— Data records —
---

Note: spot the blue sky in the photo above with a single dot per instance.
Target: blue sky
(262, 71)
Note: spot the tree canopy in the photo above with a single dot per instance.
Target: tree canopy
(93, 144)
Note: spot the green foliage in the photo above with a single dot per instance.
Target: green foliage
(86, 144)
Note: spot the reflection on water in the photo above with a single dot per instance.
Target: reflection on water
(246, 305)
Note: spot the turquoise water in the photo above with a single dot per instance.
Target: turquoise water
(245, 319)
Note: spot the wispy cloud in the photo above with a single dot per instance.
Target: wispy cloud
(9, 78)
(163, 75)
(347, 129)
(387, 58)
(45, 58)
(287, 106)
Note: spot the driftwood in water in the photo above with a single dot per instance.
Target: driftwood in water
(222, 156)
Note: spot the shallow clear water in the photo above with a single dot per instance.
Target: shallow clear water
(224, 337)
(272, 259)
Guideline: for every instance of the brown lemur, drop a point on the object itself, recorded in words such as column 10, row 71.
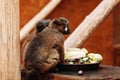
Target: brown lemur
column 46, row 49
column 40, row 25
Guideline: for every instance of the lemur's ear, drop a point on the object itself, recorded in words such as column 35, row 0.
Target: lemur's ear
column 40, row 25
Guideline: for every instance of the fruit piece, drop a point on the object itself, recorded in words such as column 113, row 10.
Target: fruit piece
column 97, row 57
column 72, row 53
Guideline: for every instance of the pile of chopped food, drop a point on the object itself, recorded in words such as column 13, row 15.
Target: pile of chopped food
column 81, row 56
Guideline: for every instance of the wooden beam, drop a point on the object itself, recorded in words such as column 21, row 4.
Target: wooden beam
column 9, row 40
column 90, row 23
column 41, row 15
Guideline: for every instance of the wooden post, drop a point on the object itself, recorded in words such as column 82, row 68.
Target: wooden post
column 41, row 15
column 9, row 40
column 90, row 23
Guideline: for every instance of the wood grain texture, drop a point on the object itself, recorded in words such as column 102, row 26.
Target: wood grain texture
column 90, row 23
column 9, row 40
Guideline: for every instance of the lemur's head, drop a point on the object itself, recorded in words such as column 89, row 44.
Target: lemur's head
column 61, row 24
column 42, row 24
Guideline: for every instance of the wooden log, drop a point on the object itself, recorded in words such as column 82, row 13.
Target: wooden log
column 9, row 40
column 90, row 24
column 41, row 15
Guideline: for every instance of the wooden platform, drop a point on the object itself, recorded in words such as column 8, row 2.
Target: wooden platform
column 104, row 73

---

— Work instructions —
Beginning with the line above that has "Note: spot the wispy" and going on through the line that has "Guideline: for every instance of the wooden post, drop", retype every line exactly and add nothing else; drop the pictures.

— Written reply —
Note: spot the wispy cloud in the photo above with a single dot per instance.
Target: wispy cloud
(9, 78)
(163, 75)
(347, 129)
(387, 58)
(45, 58)
(287, 106)
Note: spot the driftwood in water in the photo above with a single dot per instance.
Target: driftwood in water
(222, 156)
Note: spot the shallow clear water in the photo above with a single dot per instance.
Target: shallow clear water
(224, 337)
(272, 259)
Guideline: for every instance of the brown lemur, drop a point on the object itself, recorded in words such as column 10, row 71.
Target: brown lemur
column 46, row 49
column 40, row 25
Guideline: for every instance of the lemur's ear, drop a point on the object itself, recorded in words such as column 35, row 0.
Target: lemur's ear
column 40, row 25
Guideline: for every instance of the fruit piece, drop a point on the object itself, recorded in words such as column 113, row 10.
Target: fruit piece
column 97, row 57
column 72, row 53
Guideline: for every instance of the pile of chopped food, drop a point on the object itself, recorded in words such as column 13, row 15.
Target: pile of chopped food
column 81, row 56
Guideline: for every instance of the wooden beam, drop a point on the object itself, recorded in words such as column 21, row 4.
Target: wooden beam
column 9, row 40
column 90, row 23
column 41, row 15
Guideline: for every instance of the wooden post, drop a point on the object itself, recorded in words such as column 82, row 68.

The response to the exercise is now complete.